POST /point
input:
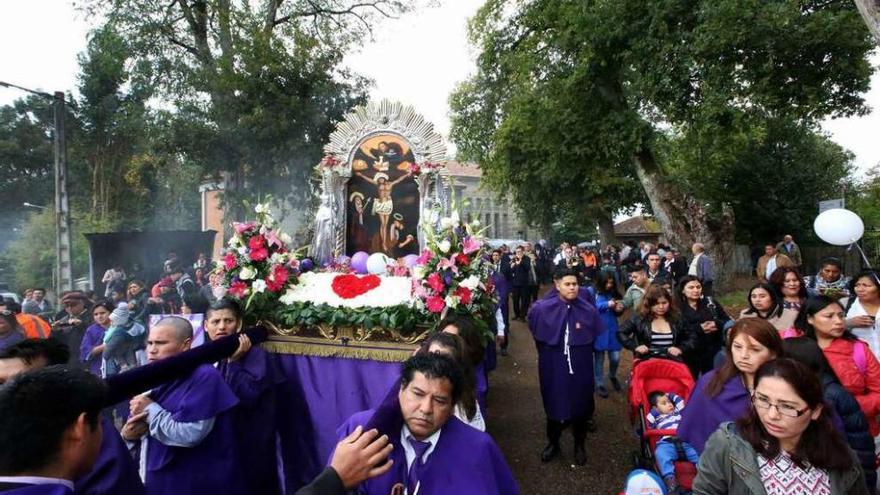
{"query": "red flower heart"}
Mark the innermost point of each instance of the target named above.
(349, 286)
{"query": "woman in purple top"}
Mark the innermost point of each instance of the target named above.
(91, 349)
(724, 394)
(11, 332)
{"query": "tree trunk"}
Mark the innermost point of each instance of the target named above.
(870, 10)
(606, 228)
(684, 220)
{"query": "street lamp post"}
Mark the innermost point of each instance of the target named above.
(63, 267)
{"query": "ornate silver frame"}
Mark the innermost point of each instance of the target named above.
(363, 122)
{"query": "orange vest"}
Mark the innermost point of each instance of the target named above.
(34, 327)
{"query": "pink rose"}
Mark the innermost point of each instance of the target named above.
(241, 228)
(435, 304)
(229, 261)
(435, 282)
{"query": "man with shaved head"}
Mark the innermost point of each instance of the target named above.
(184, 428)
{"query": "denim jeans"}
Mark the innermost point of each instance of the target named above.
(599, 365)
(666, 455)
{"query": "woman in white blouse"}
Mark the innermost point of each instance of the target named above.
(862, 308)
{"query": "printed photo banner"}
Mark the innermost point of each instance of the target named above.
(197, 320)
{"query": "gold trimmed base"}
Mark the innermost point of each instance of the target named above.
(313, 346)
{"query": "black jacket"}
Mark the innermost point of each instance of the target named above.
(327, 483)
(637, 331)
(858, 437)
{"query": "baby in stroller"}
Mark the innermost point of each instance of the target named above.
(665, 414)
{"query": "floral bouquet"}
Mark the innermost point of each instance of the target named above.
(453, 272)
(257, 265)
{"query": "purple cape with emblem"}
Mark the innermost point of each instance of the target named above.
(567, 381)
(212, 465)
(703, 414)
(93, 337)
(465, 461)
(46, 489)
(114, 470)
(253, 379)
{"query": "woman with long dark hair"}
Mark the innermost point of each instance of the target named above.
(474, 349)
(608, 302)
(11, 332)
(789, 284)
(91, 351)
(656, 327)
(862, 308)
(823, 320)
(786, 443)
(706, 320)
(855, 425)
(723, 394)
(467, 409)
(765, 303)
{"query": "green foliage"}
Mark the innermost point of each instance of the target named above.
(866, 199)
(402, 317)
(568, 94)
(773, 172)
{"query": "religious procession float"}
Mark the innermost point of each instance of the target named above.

==

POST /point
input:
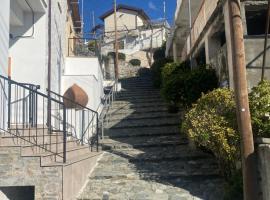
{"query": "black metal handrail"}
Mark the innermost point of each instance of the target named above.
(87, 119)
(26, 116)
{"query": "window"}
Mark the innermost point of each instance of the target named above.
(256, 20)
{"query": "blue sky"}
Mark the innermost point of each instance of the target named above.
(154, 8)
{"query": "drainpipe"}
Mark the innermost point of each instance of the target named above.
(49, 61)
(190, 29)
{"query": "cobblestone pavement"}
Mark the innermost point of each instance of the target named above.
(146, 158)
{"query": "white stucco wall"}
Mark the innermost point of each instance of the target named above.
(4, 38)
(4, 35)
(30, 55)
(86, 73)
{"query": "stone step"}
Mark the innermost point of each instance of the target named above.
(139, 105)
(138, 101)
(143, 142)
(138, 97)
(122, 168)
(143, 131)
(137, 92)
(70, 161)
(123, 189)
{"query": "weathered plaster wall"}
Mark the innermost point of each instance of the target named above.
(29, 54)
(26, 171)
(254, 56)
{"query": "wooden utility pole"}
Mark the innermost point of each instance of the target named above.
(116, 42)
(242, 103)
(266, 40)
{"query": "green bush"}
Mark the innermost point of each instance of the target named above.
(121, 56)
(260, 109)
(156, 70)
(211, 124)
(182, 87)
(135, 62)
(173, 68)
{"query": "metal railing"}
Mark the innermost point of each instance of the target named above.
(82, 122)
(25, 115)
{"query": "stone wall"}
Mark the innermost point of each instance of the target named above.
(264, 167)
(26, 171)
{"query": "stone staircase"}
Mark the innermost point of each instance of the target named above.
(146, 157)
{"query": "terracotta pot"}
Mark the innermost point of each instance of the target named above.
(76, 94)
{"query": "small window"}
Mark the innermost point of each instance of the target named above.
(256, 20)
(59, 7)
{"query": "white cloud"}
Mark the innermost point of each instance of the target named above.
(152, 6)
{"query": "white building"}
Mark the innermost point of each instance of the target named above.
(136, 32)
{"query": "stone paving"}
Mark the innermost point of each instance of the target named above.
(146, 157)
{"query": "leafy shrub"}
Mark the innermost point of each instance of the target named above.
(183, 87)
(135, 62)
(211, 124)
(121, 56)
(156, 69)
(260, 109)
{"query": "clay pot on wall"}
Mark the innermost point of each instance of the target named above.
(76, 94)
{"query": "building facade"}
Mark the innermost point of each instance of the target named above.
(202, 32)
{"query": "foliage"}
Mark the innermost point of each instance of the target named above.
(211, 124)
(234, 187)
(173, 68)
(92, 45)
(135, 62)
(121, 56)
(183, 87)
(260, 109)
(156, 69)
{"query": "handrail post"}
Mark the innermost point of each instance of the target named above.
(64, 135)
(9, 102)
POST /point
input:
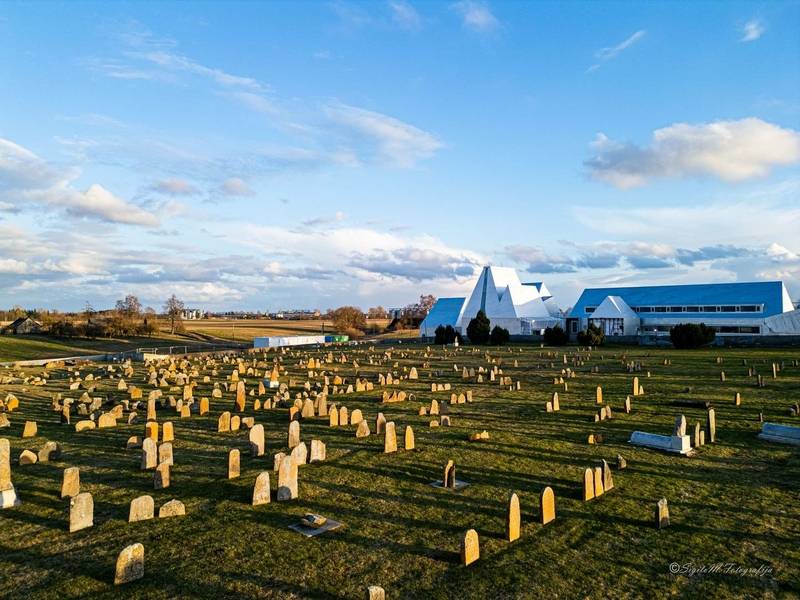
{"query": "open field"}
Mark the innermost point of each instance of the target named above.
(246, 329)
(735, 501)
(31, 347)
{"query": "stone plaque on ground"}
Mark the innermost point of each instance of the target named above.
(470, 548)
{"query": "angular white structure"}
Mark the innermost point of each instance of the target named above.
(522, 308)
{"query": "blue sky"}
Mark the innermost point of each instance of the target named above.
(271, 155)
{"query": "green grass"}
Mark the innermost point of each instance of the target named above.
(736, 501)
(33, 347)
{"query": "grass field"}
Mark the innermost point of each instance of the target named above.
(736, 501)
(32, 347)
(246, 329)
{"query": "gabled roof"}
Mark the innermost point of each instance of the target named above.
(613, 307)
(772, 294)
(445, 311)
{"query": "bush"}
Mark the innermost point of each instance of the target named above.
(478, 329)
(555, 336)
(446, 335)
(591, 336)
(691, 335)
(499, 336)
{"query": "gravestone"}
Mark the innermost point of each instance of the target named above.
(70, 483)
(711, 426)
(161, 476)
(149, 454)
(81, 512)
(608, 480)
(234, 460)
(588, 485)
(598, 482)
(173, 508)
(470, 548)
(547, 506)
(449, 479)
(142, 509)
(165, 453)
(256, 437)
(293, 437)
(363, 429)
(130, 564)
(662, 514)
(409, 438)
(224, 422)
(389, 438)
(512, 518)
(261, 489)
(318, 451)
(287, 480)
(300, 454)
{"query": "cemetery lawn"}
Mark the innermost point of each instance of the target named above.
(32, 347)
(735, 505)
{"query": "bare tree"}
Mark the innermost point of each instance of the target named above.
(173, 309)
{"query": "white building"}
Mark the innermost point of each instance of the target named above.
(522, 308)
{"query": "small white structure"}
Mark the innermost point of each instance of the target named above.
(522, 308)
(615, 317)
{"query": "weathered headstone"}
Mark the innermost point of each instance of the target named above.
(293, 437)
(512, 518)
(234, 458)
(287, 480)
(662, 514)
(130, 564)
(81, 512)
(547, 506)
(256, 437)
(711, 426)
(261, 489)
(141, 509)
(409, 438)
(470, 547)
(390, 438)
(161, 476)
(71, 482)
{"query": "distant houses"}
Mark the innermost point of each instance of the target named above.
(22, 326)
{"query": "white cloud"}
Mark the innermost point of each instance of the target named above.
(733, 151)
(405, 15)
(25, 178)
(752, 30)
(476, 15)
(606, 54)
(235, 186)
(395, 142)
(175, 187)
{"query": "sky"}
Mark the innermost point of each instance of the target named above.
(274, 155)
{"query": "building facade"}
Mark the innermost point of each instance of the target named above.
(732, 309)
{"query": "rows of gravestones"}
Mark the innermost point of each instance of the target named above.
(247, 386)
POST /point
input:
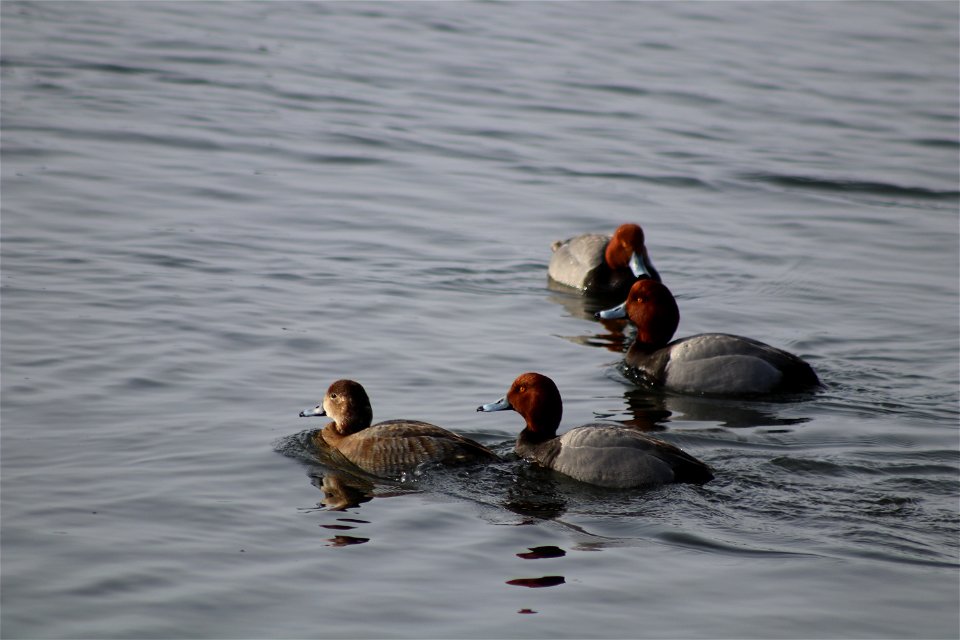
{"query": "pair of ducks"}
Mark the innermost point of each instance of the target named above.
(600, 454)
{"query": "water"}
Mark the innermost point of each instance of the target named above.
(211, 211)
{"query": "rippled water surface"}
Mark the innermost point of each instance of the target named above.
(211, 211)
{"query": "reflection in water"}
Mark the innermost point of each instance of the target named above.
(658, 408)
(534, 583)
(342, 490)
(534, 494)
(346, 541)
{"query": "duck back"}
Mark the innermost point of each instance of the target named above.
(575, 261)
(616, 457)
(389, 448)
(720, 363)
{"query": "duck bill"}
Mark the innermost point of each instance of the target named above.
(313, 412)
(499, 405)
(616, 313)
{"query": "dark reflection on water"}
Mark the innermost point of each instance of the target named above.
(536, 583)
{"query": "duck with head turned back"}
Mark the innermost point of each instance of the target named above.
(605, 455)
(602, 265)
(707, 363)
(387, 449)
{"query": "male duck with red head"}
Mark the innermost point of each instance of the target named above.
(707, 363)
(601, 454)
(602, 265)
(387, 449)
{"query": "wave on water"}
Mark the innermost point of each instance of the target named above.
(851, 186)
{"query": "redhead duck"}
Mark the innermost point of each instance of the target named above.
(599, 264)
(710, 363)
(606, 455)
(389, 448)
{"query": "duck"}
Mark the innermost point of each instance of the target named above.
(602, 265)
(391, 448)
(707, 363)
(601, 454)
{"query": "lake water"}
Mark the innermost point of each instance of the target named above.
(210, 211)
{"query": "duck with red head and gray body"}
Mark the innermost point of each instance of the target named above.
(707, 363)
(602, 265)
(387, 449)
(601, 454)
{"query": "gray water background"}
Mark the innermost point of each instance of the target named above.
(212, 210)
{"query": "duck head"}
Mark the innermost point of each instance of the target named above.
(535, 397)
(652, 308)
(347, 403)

...

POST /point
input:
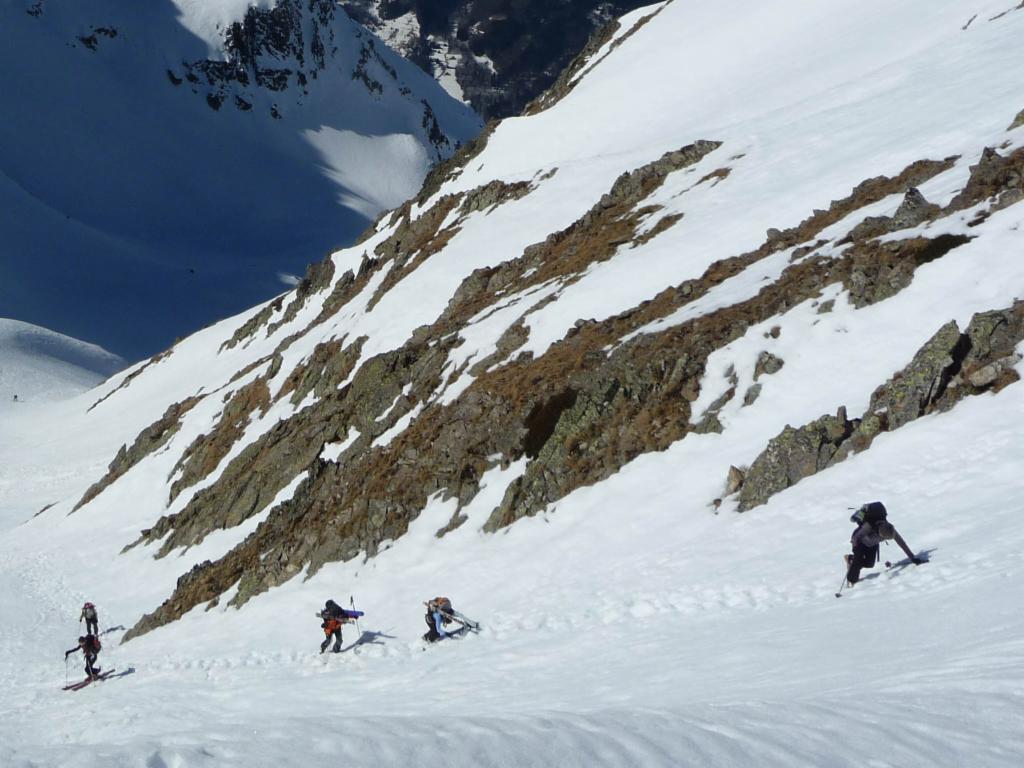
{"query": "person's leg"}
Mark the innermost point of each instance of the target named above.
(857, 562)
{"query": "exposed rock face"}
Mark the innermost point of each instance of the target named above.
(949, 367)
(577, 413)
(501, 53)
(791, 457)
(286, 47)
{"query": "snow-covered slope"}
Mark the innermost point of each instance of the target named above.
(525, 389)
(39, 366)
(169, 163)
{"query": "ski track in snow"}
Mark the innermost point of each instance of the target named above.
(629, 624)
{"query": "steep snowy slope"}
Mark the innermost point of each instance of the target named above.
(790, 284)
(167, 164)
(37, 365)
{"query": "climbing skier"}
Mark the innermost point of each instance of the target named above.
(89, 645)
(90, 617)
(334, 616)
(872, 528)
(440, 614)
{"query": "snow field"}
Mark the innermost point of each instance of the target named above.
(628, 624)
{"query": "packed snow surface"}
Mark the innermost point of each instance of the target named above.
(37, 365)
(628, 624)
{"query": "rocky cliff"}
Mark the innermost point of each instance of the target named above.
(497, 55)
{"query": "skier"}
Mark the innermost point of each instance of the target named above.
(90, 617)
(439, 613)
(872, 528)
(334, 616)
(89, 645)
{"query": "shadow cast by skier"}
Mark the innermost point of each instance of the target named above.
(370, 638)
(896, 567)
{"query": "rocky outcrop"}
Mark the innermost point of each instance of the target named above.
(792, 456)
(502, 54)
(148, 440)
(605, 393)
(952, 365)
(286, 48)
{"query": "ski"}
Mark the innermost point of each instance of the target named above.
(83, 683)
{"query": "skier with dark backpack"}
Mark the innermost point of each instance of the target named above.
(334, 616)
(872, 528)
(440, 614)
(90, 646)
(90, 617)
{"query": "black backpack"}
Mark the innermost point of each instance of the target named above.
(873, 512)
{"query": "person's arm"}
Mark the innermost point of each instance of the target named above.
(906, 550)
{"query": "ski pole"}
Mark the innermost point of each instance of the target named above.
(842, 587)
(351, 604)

## Objective
Locate every line in the records above that contains the string "gray", and copy each one in full.

## Right answer
{"query": "duck with red head and gray body"}
{"query": "gray water background"}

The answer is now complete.